**GIVEN INSTRUCTION**
Copy out every row below word for word.

**SOURCE RECORDS**
· · ·
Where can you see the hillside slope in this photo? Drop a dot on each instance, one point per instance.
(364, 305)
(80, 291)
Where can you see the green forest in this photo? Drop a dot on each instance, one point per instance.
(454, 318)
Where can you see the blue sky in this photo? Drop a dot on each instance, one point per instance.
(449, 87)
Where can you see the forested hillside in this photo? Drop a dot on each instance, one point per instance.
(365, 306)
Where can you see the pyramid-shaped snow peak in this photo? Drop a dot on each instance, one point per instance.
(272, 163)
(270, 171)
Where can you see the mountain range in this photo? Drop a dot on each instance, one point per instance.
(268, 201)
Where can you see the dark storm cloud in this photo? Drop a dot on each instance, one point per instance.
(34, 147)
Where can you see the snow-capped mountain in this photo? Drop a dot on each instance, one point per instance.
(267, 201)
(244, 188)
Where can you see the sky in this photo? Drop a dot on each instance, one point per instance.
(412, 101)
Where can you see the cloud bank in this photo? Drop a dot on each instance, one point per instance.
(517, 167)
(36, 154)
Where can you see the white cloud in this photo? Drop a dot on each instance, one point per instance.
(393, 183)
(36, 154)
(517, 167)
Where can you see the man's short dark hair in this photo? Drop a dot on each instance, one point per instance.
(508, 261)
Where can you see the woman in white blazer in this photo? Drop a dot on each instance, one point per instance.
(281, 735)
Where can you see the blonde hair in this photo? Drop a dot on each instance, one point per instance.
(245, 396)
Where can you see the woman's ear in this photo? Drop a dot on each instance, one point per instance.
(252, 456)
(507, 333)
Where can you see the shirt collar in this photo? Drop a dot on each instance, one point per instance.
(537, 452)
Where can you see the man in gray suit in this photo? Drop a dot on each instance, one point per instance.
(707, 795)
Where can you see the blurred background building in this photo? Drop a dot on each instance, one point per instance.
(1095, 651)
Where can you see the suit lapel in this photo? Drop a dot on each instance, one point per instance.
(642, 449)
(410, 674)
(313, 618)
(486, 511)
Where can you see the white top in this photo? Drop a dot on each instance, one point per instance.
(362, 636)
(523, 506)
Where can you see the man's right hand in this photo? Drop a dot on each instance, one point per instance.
· · ·
**ANSWER TO THIS EXERCISE**
Where can you see the hillside slope in this photo? Drop a dot on each instance, one point per instance.
(364, 305)
(80, 291)
Where can you see the green forest in this photo? Drop a dot on each instance, one point per instance.
(454, 318)
Where can you see the blue sky in this photo? Drop a dot on each instance, one point per instance.
(449, 87)
Where can you see the forested hillside in this photo? Drop a dot on each instance, one point per instance.
(365, 306)
Where can you see the pyramid-shaped snow peak in this photo? Drop a dot on each instance, one point per instance.
(272, 163)
(270, 171)
Where can you see the mountain range in this photo? Drop a dot on each instance, one point per instance.
(268, 201)
Where can you see the dark storm cloud in this photo? Drop a dot on each instance, one point per instance.
(34, 147)
Where can you see the snow-capped mountain in this photo? Drop a dot on each instance, one point per instance.
(267, 201)
(244, 188)
Where can you see the sky in this photo? Drop a dot on each instance, one point per instance.
(412, 101)
Where can you see the cloud bank in this photo? Drop a dot on each instance, one point per instance.
(517, 167)
(36, 154)
Where can you see the white cloud in this photo? Drop a dot on each instance, one point per instance.
(393, 183)
(36, 154)
(517, 167)
Where can you see the man's short dark hair in this photo? Drop a dot on each instance, one point per instance.
(508, 261)
Where can you see the woman in white blazer in this photo? Drop a dot on each instance, one point per instance.
(281, 735)
Where can you see the blonde hair in this photo? Drop a dot on each instance, one point per instance.
(245, 396)
Where can you see the woman's ear in this photo? Drop a dot on each instance, one point per instance.
(252, 456)
(507, 333)
Where can you see the shirt collar in this photo? Drop a dot on each instance, one point per instance.
(537, 452)
Where can you see the man in gray suit in this photo? Drop a dot on each instance, one point per instance.
(707, 795)
Where can you see the blurred background building in this photo? Drop a dot on each instance, one point per instance.
(1095, 651)
Where can you see the suit lapel in this photo? Drop a dot on each instance, one point per instance.
(642, 449)
(410, 674)
(313, 618)
(486, 511)
Where can you see the white top in this photo? Drop a dot on each instance, one point per instance.
(362, 636)
(523, 506)
Where can you see the man's right hand in this photo? Drop a dot on each instance, one point per instance.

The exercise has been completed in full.